━━ DATASET EXCERPTS

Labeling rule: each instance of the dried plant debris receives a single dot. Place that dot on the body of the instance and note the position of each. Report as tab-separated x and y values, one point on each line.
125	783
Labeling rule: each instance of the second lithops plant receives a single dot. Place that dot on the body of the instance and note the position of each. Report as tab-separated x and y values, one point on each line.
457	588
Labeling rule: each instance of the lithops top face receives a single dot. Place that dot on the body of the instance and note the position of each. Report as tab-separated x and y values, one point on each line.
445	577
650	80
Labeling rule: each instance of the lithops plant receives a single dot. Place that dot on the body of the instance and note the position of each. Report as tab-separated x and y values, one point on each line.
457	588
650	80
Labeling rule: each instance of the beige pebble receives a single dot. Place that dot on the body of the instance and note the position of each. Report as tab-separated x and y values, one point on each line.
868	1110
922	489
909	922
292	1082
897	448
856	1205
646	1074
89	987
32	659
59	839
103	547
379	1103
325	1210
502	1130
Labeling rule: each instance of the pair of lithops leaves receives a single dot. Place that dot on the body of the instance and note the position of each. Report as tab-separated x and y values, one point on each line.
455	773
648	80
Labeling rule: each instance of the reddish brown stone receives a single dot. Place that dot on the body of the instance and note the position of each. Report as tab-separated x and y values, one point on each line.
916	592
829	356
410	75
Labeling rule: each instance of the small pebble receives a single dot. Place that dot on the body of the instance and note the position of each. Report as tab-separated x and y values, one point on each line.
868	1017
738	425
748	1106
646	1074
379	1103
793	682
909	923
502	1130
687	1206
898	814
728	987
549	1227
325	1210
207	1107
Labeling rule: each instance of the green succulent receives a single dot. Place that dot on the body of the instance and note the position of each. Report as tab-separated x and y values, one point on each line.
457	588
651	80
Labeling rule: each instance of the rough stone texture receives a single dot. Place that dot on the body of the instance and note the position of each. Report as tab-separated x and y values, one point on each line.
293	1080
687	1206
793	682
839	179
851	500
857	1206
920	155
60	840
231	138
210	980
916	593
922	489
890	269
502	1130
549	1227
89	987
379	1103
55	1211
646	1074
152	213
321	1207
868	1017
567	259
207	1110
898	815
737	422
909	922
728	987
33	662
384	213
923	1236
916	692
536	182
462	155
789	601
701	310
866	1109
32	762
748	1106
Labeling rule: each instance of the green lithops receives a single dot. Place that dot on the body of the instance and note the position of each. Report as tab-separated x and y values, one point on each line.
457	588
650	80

━━━━

[STATED GOAL] Reproduce the items starting with the line that contains "Labeling rule: each instance of the rough" and going on through the end of the items, requests included. Multiply every x and y coordinate in the answers by 2.25 and round each result to a whole number, with halves rounded up.

[IN RESPONSE]
Labeling rule: each instance of the rough stone texture receives a single dot. Place that dot on the body of the instance and note the position of each. Report as tab-separated x and y values, one point on each line.
659	2430
1546	2714
1784	1535
1888	403
1915	1125
1928	2714
2070	349
135	1890
520	311
473	2205
2061	1334
2075	1100
2003	605
1130	2543
1235	2761
200	2221
853	2482
124	2725
1454	2417
342	479
722	2716
1953	2288
1276	583
466	2498
2021	1834
1658	950
2045	2075
1638	2221
74	1490
864	479
2077	2781
2061	1557
1206	410
1040	349
1775	1352
1577	698
1949	2495
72	1715
1683	2489
Labeling rule: each instance of the green lithops receives a single dot. Place that dot on the body of the instance and note the position of each. Report as tab-separated x and y values, one point on each line.
1028	1323
1463	180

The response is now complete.